##### Data extracts #####

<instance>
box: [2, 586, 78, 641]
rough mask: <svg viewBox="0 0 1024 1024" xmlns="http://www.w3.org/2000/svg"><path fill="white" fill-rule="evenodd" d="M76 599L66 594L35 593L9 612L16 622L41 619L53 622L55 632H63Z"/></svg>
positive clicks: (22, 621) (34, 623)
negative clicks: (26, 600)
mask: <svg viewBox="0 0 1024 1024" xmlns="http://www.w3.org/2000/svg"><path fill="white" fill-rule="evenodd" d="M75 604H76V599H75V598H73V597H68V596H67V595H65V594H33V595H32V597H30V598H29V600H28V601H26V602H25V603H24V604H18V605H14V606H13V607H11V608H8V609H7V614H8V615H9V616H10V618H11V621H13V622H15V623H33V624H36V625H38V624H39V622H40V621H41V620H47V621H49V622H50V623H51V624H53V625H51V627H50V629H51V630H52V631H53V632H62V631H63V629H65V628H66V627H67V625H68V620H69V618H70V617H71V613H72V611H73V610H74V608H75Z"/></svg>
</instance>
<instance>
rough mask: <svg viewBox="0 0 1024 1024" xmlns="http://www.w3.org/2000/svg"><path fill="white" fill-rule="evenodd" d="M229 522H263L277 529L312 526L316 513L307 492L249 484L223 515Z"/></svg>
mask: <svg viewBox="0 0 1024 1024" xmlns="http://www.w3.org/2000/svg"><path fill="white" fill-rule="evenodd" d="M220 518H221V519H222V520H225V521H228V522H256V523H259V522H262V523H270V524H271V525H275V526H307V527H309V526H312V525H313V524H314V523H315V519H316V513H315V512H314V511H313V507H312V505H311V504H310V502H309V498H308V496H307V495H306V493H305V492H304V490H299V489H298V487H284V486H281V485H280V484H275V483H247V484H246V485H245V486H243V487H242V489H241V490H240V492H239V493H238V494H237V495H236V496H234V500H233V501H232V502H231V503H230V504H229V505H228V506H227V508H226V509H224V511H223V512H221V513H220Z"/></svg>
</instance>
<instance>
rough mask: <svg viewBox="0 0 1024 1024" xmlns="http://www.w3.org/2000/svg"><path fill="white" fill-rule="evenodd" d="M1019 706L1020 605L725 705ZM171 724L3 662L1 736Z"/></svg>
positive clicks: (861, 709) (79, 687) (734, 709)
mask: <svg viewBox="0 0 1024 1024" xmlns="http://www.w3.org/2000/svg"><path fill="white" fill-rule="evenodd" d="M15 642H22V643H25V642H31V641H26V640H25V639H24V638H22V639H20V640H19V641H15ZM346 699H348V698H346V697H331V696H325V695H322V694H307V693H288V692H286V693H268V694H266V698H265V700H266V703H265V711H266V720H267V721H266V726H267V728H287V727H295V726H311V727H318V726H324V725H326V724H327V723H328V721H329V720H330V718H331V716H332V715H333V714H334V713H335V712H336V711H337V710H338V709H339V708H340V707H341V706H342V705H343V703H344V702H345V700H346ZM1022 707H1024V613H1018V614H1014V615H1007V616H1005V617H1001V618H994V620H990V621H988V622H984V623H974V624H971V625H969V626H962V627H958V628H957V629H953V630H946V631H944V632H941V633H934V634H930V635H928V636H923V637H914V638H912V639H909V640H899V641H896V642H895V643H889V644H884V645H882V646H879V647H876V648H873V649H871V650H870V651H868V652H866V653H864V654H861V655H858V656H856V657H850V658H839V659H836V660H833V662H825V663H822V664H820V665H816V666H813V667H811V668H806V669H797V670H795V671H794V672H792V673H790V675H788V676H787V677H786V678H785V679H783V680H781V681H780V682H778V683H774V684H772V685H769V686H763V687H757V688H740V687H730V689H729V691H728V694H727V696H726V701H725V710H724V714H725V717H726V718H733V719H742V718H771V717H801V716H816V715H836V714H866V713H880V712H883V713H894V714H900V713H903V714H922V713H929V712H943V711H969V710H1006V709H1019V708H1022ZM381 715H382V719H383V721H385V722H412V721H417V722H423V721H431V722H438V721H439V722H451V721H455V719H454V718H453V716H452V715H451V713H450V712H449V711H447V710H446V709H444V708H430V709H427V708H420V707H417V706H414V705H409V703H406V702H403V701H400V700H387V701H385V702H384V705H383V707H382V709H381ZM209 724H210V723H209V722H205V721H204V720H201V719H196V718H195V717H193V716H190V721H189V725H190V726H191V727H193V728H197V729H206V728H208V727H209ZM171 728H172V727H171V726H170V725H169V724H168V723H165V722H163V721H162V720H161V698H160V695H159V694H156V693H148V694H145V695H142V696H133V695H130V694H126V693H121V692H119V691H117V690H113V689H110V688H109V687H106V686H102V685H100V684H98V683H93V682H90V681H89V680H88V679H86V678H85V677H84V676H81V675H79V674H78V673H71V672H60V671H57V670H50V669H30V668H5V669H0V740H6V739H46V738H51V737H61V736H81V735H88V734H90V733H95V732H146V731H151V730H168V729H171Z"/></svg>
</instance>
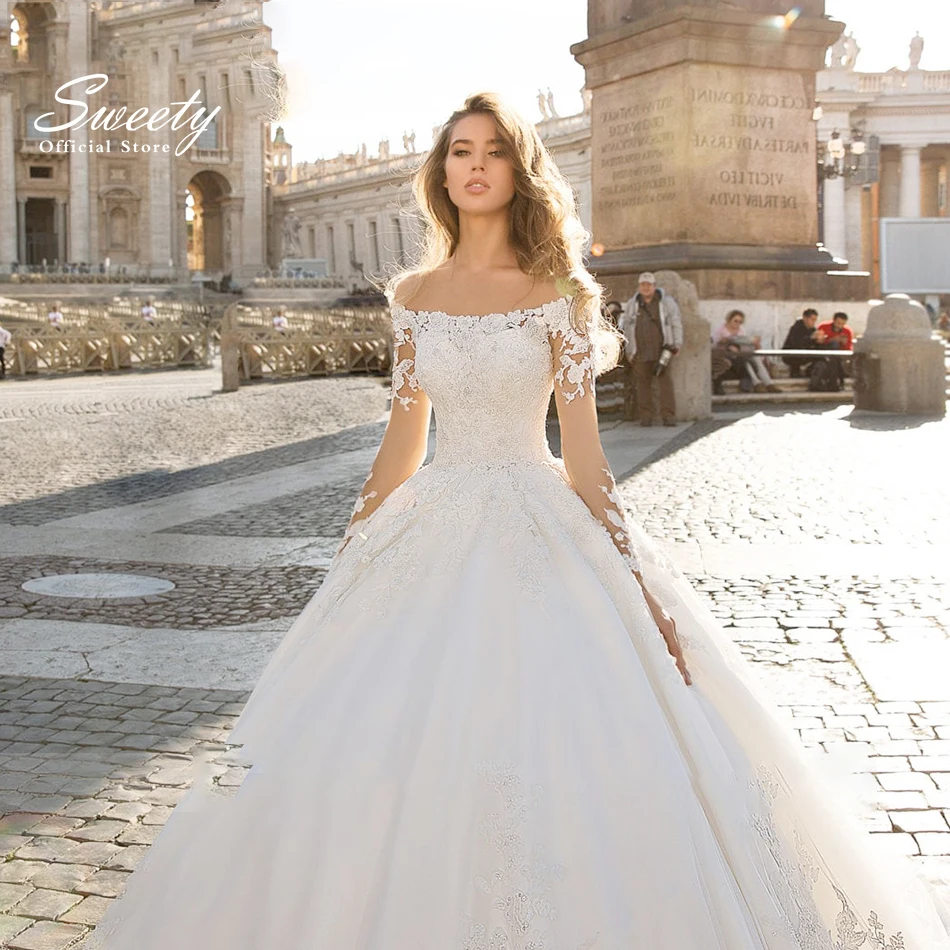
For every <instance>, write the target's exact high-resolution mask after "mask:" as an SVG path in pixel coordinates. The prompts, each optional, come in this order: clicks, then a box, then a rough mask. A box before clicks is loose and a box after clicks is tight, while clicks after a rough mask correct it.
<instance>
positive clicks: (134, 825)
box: [115, 824, 162, 844]
mask: <svg viewBox="0 0 950 950" xmlns="http://www.w3.org/2000/svg"><path fill="white" fill-rule="evenodd" d="M161 830H162V826H161V825H138V824H135V825H126V826H125V830H124V831H123V832H122V833H121V834H120V835H119V836H118V837H117V838H116V839H115V840H116V841H117V842H119V844H151V843H152V842H153V841H154V840H155V839H156V838H157V837H158V833H159V832H160V831H161Z"/></svg>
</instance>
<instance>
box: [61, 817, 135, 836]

#####

**Your instructions:**
Could you update all the items above by replacing "rough mask" with "coarse mask" wherever it appears, leaving everything else unchanged and the pictures out?

**Solution to the problem:**
<instance>
box: [2, 586, 78, 641]
coarse mask: <svg viewBox="0 0 1024 1024" xmlns="http://www.w3.org/2000/svg"><path fill="white" fill-rule="evenodd" d="M76 599L66 594L35 593L9 612L16 622L41 619L53 622L55 632H63Z"/></svg>
positive clicks: (22, 621) (34, 623)
negative clicks: (26, 600)
mask: <svg viewBox="0 0 1024 1024" xmlns="http://www.w3.org/2000/svg"><path fill="white" fill-rule="evenodd" d="M75 604H76V599H75V598H73V597H68V596H67V595H65V594H33V595H32V597H30V598H29V600H28V601H26V602H25V603H24V604H18V605H14V606H13V607H11V608H8V609H7V614H8V615H9V616H10V618H11V621H13V622H15V623H33V624H36V625H38V624H39V622H40V621H41V620H47V621H49V622H50V623H51V624H53V625H51V627H50V629H51V630H52V631H53V632H62V631H63V629H65V628H66V627H67V625H68V620H69V618H70V617H71V613H72V611H73V610H74V608H75Z"/></svg>
</instance>
<instance>
coarse mask: <svg viewBox="0 0 1024 1024" xmlns="http://www.w3.org/2000/svg"><path fill="white" fill-rule="evenodd" d="M229 522H263L277 529L312 526L316 513L307 492L249 484L223 515Z"/></svg>
mask: <svg viewBox="0 0 1024 1024" xmlns="http://www.w3.org/2000/svg"><path fill="white" fill-rule="evenodd" d="M220 518H221V519H222V520H225V521H228V522H256V523H259V522H262V523H270V524H271V525H275V526H307V527H309V526H312V525H313V524H314V523H315V519H316V513H315V512H314V511H313V507H312V505H311V504H310V502H309V498H308V496H307V495H306V493H305V492H304V490H299V489H298V487H284V486H281V485H280V484H275V483H247V484H246V485H245V486H243V487H242V489H241V490H240V492H239V493H238V494H237V495H236V496H234V500H233V501H232V502H231V503H230V504H229V505H228V506H227V508H226V509H224V511H223V512H221V513H220Z"/></svg>
</instance>
<instance>
coarse mask: <svg viewBox="0 0 1024 1024" xmlns="http://www.w3.org/2000/svg"><path fill="white" fill-rule="evenodd" d="M1019 706L1020 605L725 705ZM171 724L3 662L1 736Z"/></svg>
positive clicks: (861, 709) (79, 687) (734, 709)
mask: <svg viewBox="0 0 1024 1024" xmlns="http://www.w3.org/2000/svg"><path fill="white" fill-rule="evenodd" d="M15 642H22V643H25V642H31V641H26V640H25V639H24V638H22V639H20V640H19V641H15ZM346 699H348V698H346V697H331V696H325V695H322V694H307V693H288V692H286V693H268V694H266V698H265V700H266V703H265V711H266V720H267V721H266V726H267V728H287V727H295V726H311V727H318V726H324V725H326V724H327V723H328V721H329V720H330V718H331V716H332V715H333V714H334V713H335V712H336V711H337V710H338V709H339V708H340V707H341V706H342V705H343V703H344V702H345V700H346ZM1022 707H1024V613H1018V614H1014V615H1007V616H1005V617H1001V618H994V620H990V621H988V622H984V623H974V624H971V625H969V626H962V627H958V628H957V629H953V630H946V631H944V632H941V633H934V634H930V635H928V636H923V637H914V638H912V639H909V640H899V641H896V642H895V643H889V644H884V645H882V646H879V647H876V648H873V649H871V650H870V651H868V652H866V653H864V654H861V655H858V656H856V657H850V658H839V659H836V660H833V662H825V663H822V664H820V665H816V666H813V667H811V668H806V669H797V670H795V671H794V672H792V673H790V675H788V676H787V677H786V678H785V679H783V680H781V681H780V682H778V683H774V684H772V685H769V686H763V687H757V688H740V687H730V689H729V691H728V694H727V696H726V701H725V710H724V714H725V717H726V718H733V719H742V718H771V717H801V716H816V715H836V714H866V713H880V712H883V713H894V714H900V713H903V714H922V713H929V712H943V711H969V710H1006V709H1019V708H1022ZM381 715H382V719H383V721H385V722H412V721H417V722H423V721H431V722H438V721H439V722H451V721H455V719H454V718H453V716H452V715H451V713H450V712H449V711H447V710H446V709H444V708H430V709H427V708H420V707H417V706H414V705H409V703H406V702H403V701H400V700H387V701H385V702H384V705H383V707H382V709H381ZM209 724H210V723H209V722H205V721H204V720H201V719H196V718H195V717H193V716H190V721H189V725H190V726H191V727H193V728H197V729H206V728H208V727H209ZM171 728H172V727H171V726H170V725H169V724H168V723H165V722H163V721H162V720H161V698H160V695H159V694H156V693H148V694H145V695H142V696H133V695H130V694H126V693H121V692H119V691H117V690H113V689H110V688H109V687H106V686H102V685H100V684H98V683H93V682H90V681H89V680H88V679H86V678H85V677H84V676H81V675H79V674H78V673H71V672H60V671H57V670H50V669H30V668H5V669H0V740H6V739H46V738H51V737H61V736H81V735H88V734H90V733H95V732H146V731H151V730H168V729H171Z"/></svg>
</instance>
For every <instance>, write the target's exact high-resolution mask after "mask:" as an SVG path in pixel coordinates. The prompts, each optional, come in this order: clicks, then a box, then a coarse mask. A box before clicks is loose and a box after clicks is tight, while clicks after a coarse mask correct it.
<instance>
positive clicks: (134, 825)
box: [115, 824, 162, 844]
mask: <svg viewBox="0 0 950 950" xmlns="http://www.w3.org/2000/svg"><path fill="white" fill-rule="evenodd" d="M161 830H162V826H161V825H138V824H135V825H126V826H125V830H124V831H123V832H122V833H121V834H120V835H119V836H118V837H117V838H116V839H115V840H116V841H117V842H119V844H151V843H152V842H153V841H154V840H155V839H156V838H157V837H158V833H159V832H160V831H161Z"/></svg>
</instance>
<instance>
box: [61, 817, 135, 836]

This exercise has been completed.